**EXTRACT:**
***

Here are some workplace practices that can foster a positive mental attitude and provide the tools, procedures, and knowledge employees can access if they are having difficulties:

1.       Create a healthy environment.

Employers need to be aware of the type of lifestyle they are promoting among their workers. In many businesses, and especially prevalent in bars and restaurants, hard work and stress are expressed through a hard-partying lifestyle once a shift is finished. While this approach may work for some short-term, it can often exacerbate the problem. Some constructive initiatives could include:

  • Encourage physical activity. If viable, assist employees with memberships to health clubs or time for a yoga session in a nearby park.
  • Dedicate part of regular staff meetings to sharing information about stress management and encourage the team to assist management in finding healthy outlets for stress and depression.
  • Ensure employees feel comfortable discussing the topic with managers/employers. Make sure the manager/employer has taken training or has the skills to render advice and assistance.

2.       Assist employees to identify mental health risks.

***

**GIVEN INFORMATION:**
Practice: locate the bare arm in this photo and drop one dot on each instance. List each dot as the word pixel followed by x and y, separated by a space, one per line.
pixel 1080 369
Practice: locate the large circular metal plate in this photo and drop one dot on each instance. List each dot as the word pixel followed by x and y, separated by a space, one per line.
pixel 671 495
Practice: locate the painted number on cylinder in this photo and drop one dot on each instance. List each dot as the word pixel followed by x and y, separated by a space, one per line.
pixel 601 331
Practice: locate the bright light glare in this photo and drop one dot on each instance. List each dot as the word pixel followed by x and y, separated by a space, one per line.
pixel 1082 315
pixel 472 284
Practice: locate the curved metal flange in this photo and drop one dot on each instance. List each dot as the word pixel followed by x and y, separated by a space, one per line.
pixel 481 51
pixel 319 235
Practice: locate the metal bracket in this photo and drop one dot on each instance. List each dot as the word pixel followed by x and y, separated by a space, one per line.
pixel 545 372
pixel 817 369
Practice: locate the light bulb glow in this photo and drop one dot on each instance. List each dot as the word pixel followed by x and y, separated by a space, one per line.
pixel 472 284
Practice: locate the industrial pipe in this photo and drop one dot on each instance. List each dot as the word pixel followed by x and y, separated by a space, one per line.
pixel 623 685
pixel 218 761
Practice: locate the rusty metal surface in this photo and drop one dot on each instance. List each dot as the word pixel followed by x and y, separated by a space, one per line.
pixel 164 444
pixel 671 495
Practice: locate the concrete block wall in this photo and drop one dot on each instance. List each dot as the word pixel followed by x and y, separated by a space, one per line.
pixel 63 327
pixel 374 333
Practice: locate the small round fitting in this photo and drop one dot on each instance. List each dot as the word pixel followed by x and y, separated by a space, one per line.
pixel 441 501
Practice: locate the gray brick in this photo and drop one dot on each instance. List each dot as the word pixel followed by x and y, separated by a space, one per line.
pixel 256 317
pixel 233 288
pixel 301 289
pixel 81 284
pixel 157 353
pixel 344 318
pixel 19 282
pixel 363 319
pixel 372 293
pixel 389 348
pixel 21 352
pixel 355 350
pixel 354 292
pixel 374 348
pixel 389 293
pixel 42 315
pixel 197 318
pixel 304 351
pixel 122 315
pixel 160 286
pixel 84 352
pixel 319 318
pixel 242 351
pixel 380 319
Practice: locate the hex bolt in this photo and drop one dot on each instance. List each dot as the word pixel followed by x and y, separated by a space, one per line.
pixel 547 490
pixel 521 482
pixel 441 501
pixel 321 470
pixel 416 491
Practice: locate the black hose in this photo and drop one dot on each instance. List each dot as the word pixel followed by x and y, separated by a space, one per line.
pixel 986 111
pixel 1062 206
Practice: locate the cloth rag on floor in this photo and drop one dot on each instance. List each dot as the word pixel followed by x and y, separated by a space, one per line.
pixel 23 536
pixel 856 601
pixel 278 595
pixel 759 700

***

**EXERCISE A:**
Answer these questions from the workplace mental health text.
(i) In which businesses is a hard-partying lifestyle after a shift especially prevalent?
(ii) Which two kinds of help for physical activity does the text suggest?
(iii) What must a manager or employer have to give advice and assistance?
**EXERCISE B:**
Copy the workplace mental health text from "Employers need to" to "a nearby park.".

**YOUR RESPONSE A:**
(i) Bars and restaurants.
(ii) Memberships to health clubs, or time for a yoga session in a nearby park.
(iii) The manager or employer must have taken training or have the skills to render advice and assistance.

**YOUR RESPONSE B:**
Employers need to be aware of the type of lifestyle they are promoting among their workers. In many businesses, and especially prevalent in bars and restaurants, hard work and stress are expressed through a hard-partying lifestyle once a shift is finished. While this approach may work for some short-term, it can often exacerbate the problem. Some constructive initiatives could include:

  • Encourage physical activity. If viable, assist employees with memberships to health clubs or time for a yoga session in a nearby park.